Recorded data:
Segment Open

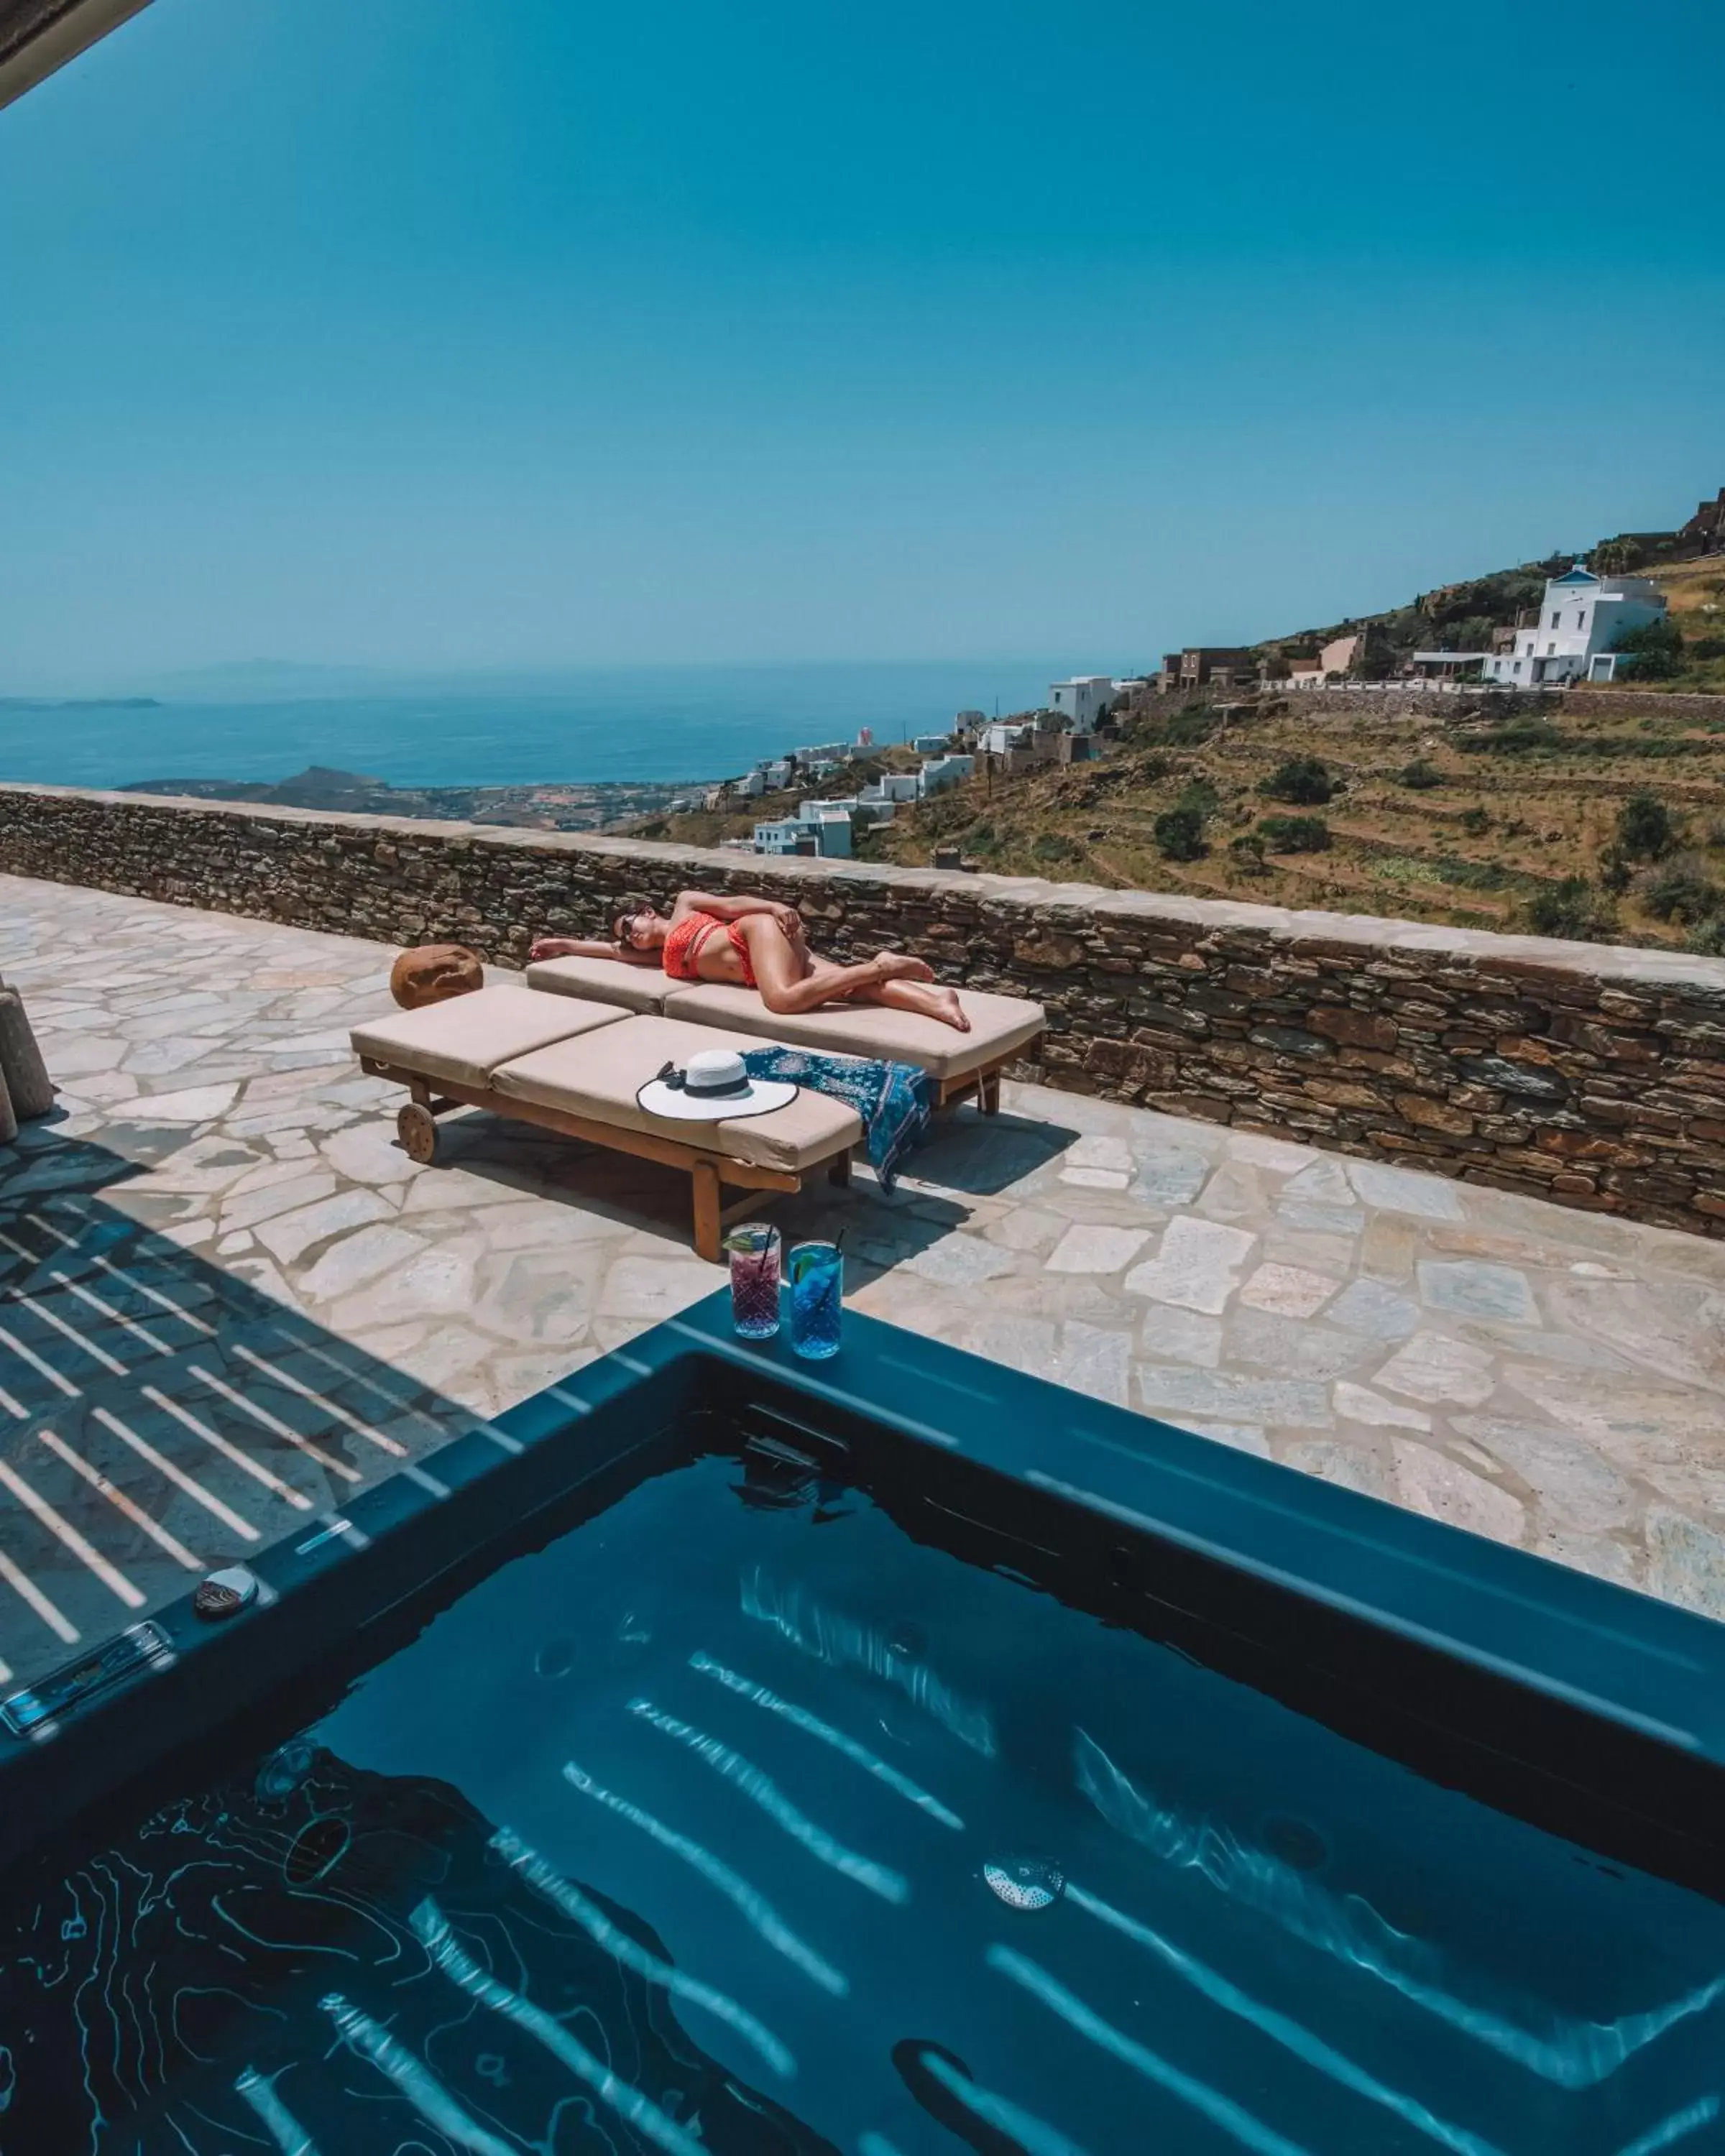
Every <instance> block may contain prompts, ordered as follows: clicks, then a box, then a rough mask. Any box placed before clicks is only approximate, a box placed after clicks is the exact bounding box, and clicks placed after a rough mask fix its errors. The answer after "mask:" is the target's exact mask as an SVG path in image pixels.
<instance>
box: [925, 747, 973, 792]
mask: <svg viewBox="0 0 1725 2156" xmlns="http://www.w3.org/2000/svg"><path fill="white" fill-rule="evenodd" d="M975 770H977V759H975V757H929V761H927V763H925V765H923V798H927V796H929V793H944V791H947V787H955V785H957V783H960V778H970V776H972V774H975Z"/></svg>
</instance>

Segment Closed

**ASSIGNMENT**. Can you revise the records above by replacing "clicks" with "points" and leaving everything else unchanged? Omit the pictures from your answer.

**RESPONSE TO THE EXERCISE**.
Every <instance> block may contain prompts, ordered as follows: points, then a box, then a rough mask. Any box placed before points is only approximate, a box placed after points is the exact bounding box, and points placed after a rough mask fix its errors. The answer after "mask:" is the target's exact mask as an SVG path in image pixels.
<instance>
box: [925, 747, 973, 792]
mask: <svg viewBox="0 0 1725 2156" xmlns="http://www.w3.org/2000/svg"><path fill="white" fill-rule="evenodd" d="M975 770H977V759H975V757H929V761H927V763H925V765H923V798H927V796H929V793H944V791H947V787H955V785H957V783H960V778H970V776H972V774H975Z"/></svg>
</instance>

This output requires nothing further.